** Data extracts follows **

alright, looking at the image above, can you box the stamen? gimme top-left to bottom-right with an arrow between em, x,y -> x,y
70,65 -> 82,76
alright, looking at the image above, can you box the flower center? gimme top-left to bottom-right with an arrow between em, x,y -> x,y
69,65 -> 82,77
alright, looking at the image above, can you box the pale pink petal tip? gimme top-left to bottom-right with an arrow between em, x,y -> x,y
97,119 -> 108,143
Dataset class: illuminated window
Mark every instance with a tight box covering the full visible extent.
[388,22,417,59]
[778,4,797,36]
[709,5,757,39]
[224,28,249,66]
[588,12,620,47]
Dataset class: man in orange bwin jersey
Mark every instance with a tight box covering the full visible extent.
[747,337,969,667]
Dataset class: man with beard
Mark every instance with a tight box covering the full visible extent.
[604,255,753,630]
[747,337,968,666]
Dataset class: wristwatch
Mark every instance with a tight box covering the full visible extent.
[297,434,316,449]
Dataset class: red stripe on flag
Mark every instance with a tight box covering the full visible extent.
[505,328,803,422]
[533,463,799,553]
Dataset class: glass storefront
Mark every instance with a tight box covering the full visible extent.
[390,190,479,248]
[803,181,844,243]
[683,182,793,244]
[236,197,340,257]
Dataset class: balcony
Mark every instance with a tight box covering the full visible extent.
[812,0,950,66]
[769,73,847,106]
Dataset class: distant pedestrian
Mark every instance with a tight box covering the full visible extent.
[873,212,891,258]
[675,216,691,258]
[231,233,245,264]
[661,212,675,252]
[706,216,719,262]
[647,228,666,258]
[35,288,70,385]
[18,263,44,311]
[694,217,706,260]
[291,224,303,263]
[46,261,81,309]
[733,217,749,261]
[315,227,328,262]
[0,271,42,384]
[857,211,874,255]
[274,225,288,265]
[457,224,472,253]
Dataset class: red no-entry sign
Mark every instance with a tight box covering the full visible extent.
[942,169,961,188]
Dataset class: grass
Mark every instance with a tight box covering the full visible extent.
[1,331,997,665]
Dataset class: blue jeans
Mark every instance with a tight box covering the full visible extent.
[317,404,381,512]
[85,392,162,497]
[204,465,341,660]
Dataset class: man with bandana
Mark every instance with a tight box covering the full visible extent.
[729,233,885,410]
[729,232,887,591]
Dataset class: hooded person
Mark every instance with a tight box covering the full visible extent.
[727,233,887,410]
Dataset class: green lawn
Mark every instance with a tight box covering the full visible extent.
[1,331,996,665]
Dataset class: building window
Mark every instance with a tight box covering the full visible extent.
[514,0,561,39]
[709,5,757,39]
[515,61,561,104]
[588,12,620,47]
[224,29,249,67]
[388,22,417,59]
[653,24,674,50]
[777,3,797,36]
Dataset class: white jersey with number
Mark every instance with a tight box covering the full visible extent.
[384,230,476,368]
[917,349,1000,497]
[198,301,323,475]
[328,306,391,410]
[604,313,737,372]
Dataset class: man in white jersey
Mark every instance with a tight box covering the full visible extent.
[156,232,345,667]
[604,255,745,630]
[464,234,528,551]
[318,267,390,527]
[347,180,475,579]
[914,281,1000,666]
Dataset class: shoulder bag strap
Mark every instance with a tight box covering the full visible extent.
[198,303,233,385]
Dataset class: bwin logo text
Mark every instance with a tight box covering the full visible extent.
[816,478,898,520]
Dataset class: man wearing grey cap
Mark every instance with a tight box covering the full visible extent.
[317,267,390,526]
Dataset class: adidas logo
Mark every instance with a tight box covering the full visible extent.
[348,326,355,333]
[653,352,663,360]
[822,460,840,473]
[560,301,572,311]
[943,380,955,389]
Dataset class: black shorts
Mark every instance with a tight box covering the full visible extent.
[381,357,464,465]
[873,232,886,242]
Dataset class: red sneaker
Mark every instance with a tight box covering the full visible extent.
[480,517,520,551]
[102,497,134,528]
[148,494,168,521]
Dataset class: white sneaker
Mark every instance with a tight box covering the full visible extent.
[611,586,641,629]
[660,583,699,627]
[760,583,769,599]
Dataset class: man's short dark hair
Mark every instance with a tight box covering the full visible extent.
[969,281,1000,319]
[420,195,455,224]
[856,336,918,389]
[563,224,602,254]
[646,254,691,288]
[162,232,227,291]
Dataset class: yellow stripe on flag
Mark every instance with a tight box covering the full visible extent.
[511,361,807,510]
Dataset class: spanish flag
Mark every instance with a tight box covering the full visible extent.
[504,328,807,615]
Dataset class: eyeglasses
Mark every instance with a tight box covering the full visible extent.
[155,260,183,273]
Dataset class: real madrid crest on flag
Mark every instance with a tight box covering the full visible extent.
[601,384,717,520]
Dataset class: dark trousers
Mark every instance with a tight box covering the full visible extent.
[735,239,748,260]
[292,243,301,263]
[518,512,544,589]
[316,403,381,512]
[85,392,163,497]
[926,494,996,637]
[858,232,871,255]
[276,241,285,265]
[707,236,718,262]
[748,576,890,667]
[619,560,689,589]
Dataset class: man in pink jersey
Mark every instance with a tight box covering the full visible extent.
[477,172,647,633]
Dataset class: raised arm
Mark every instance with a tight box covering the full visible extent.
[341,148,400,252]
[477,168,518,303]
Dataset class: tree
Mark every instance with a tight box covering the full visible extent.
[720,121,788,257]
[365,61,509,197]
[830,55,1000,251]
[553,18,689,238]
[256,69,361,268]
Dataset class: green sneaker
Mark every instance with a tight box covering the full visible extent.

** End of Data extracts **

◆ Description of the task: From the records above, reproduce exactly the lines from the one with "Dataset class: white jersey with number" to the one with "Dataset class: eyeglasses", both included, and no others.

◆ Solution for this exercise:
Dataset class: white jersey with number
Mark every instance with a tight box covering the full visible extent.
[384,230,476,368]
[917,349,1000,497]
[198,301,323,475]
[328,306,391,410]
[604,313,737,372]
Dataset class: man in white jersey
Mark every instance with a tight box covering the full visible extent.
[156,232,345,667]
[604,255,745,630]
[464,234,528,551]
[318,267,390,527]
[347,180,475,579]
[914,281,1000,666]
Dataset class: shoulder bag strap
Mark every instance with a tight box covering the full visible extent.
[198,303,233,385]
Dataset class: bwin logo text
Mark every instance with a tight box covering the full visible extent.
[816,478,898,520]
Dataset class: man wearing grey cap
Mark every instance with a tight box covering the full visible extent.
[317,267,390,526]
Dataset class: adidas logo
Mark every instance with a tight box covering the full visible extent.
[348,326,355,333]
[653,352,663,360]
[822,460,840,473]
[560,301,572,311]
[943,380,955,389]
Dataset class: black shorts
Mark every instance with a tight box covering the full visible extent.
[381,357,464,465]
[873,232,886,242]
Dataset class: red sneaker
Mark every instance with a tight box covering the full visible extent.
[480,517,520,551]
[102,497,134,528]
[148,494,168,521]
Dataset class: white sneaker
Mark every instance with a tight box covering the full visible extent.
[611,586,641,629]
[660,583,699,627]
[760,583,769,599]
Dataset class: man's short dark hair
Mark every instance with a tight box covering the full visible extent.
[969,281,1000,319]
[420,195,455,224]
[856,336,918,389]
[563,224,602,254]
[646,254,691,288]
[162,232,227,291]
Dataset class: yellow stripe on flag
Mark every instance with a tight box covering the full visible extent.
[511,361,807,510]
Dataset class: spanish flag
Mark every instance with a tight box covering the full visible extent.
[504,328,807,615]
Dataset class: eyeglasses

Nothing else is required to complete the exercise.